Request:
Please reproduce the listing below in full, swapping each "written as in this sample" for "in the same format as this sample" and leaving everything else untouched.

Point annotation dataset records:

--- begin ---

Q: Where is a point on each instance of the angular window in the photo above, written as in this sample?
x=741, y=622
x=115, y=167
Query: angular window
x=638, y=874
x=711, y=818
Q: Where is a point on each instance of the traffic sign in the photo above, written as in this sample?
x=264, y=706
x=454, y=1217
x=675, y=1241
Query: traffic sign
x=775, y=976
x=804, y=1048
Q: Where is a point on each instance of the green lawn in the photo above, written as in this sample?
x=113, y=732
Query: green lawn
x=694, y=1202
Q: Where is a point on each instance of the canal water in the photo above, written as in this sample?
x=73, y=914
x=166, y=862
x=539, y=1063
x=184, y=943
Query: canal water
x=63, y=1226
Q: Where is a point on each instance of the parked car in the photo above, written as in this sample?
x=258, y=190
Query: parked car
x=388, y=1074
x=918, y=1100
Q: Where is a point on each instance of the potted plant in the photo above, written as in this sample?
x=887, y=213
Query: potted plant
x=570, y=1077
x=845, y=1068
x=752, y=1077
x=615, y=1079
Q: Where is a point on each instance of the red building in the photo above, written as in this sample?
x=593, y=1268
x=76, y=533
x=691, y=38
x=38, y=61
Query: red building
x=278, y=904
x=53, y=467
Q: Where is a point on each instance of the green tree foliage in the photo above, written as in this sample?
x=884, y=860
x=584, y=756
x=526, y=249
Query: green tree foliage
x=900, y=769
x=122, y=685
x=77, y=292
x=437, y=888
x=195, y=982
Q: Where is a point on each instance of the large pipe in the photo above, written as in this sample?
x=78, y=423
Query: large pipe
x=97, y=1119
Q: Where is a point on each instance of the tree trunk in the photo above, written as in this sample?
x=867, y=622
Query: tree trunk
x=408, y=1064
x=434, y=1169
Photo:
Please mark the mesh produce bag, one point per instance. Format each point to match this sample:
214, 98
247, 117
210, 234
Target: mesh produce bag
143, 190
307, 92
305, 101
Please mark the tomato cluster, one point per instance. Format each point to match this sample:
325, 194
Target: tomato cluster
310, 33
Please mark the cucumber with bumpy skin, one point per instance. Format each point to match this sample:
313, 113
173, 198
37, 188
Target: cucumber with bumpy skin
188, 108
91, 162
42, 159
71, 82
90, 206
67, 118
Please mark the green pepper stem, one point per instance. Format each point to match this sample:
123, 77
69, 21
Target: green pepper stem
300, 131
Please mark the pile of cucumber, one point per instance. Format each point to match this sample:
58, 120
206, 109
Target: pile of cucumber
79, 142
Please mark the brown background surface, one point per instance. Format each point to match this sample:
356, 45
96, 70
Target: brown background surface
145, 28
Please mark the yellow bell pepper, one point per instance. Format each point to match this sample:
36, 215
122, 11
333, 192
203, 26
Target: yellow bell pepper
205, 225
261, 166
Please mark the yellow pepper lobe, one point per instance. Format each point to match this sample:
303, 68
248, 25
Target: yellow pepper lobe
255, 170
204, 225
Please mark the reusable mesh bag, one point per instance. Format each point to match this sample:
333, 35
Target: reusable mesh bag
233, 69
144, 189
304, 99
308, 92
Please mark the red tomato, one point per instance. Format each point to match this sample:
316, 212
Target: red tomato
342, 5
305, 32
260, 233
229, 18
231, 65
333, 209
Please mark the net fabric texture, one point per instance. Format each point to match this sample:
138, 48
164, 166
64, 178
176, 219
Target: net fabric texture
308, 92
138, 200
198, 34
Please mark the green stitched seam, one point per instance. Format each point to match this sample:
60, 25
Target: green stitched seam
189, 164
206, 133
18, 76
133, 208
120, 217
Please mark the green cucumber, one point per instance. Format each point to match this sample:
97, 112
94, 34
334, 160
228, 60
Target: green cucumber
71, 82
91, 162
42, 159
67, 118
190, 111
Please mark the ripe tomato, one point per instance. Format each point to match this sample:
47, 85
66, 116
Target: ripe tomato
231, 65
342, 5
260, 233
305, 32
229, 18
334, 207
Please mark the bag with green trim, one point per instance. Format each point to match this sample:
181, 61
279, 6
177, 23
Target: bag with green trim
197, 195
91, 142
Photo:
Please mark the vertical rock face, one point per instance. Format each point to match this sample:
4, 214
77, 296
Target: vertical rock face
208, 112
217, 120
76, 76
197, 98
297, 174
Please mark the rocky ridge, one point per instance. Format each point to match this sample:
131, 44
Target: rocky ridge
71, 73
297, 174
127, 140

--- end ---

Output below:
Q: Where is a point on each instance of the angular window in the photo above, in the same format as this sample?
x=741, y=622
x=115, y=167
Query: angular window
x=638, y=874
x=711, y=818
Q: Where is a point on each instance of the traffic sign in the photo above, in the same format as this sample?
x=264, y=706
x=454, y=1217
x=675, y=1241
Query: traffic sign
x=775, y=976
x=804, y=1048
Q: Where is a point on each instance of the green lawn in the photo above, in the same format as this sample?
x=113, y=732
Query: green lawn
x=694, y=1202
Q: Where is a point on each instance of the canal water in the photo above, in the same format as this sample?
x=73, y=914
x=166, y=862
x=539, y=1063
x=184, y=943
Query: canal water
x=63, y=1226
Q: Where is a point on each instance of the parked car in the photo above, in the same format as this sample?
x=258, y=190
Query: parked car
x=388, y=1074
x=918, y=1100
Q: Where is a point on each instance of the potted plant in the photo above, in the same format as this sample?
x=887, y=213
Query: potted plant
x=570, y=1077
x=845, y=1068
x=752, y=1077
x=615, y=1079
Q: Where is a point on each instance of the red building in the photo above, in the same format as this sample?
x=593, y=1268
x=76, y=533
x=691, y=38
x=38, y=61
Query: red building
x=278, y=904
x=53, y=467
Q: Where is a point on each instance of the green tree foliage in the photo above, in the same format as this sample?
x=884, y=860
x=584, y=756
x=526, y=249
Query: green tree foliage
x=900, y=769
x=122, y=685
x=77, y=292
x=437, y=888
x=195, y=982
Q: Where is a point on each instance of the large pipe in the photo above, in the same format as this sample?
x=78, y=423
Query: large pipe
x=97, y=1119
Q: Where is a point on each instance of the tree trunk in the photo above, in the same format as this sample?
x=867, y=622
Query: tree trunk
x=408, y=1064
x=434, y=1169
Photo:
Please mark the mesh produce bag, one point per instance. Format each point to match this sample:
214, 98
247, 117
210, 234
Target: mesh produce bag
143, 190
307, 92
305, 101
Please mark the tomato cluster, one point per instance. Format each point to match this sample:
325, 194
Target: tomato cluster
310, 33
Please mark the cucumber with bumpy skin, one point per instance. Format each point to match this sample:
313, 113
173, 198
37, 188
Target: cucumber with bumpy skin
188, 108
91, 162
42, 159
71, 82
90, 206
67, 118
Please mark the green pepper stem, one point per instance. Format each point to match this sample:
123, 77
69, 21
Target: green pepper stem
300, 131
Please mark the pile of cucumber, one point per instance. Format each point to match this sample:
58, 120
206, 109
Target: pile of cucumber
79, 142
Please mark the brown background surface, one point per instance. Format each point to match this sample:
356, 45
96, 70
Target: brown background surface
145, 28
Please mark the yellow bell pepper, one point per instance. Format each point to match this sample:
36, 215
122, 11
333, 192
203, 26
Target: yellow bell pepper
205, 225
261, 166
Please mark the yellow pepper lobe, one point per instance. Format each point to match this sample:
303, 68
248, 25
Target: yellow pepper lobe
255, 170
204, 225
Please mark the reusable mesh bag, one point per instance. Format each point to match this sample:
333, 35
Target: reusable mesh bag
233, 69
144, 189
304, 99
308, 92
Please mark the red tomato, one point per instance. Format each point to match this sample:
316, 212
Target: red tomato
342, 5
305, 32
260, 233
229, 18
231, 65
333, 209
Please mark the net fabric texture, one point per instance. Format each point to match this sample:
138, 48
164, 166
64, 178
176, 219
Target: net fabric texture
308, 92
138, 200
198, 34
Please mark the green stitched seam, one point per instance. Format each point to match this sample:
60, 25
Target: green stitched seam
189, 164
206, 133
18, 76
133, 208
120, 217
Please mark the green cucumber, one point per instance. Format each point to match this sample:
97, 112
94, 34
334, 160
228, 60
Target: green cucumber
71, 82
91, 162
42, 159
67, 118
190, 111
Please mark the ripe tomato, one point per instance. Format each point to match this sample:
47, 85
66, 116
Target: ripe tomato
231, 65
342, 5
260, 233
305, 32
229, 18
334, 207
Please mark the bag with green trim, one point per instance. Format each point to match this sample:
181, 61
279, 6
177, 23
Target: bag with green trim
197, 195
91, 142
Photo:
Please mark the vertical rock face, one point per instance. Format each point to match this sample:
4, 214
77, 296
Target: vertical rock face
208, 112
217, 120
76, 76
197, 98
297, 174
Please mark the rocky ridge, one point per instance. Format each point to match this sample:
131, 44
Target: rocky ridge
71, 73
297, 174
127, 140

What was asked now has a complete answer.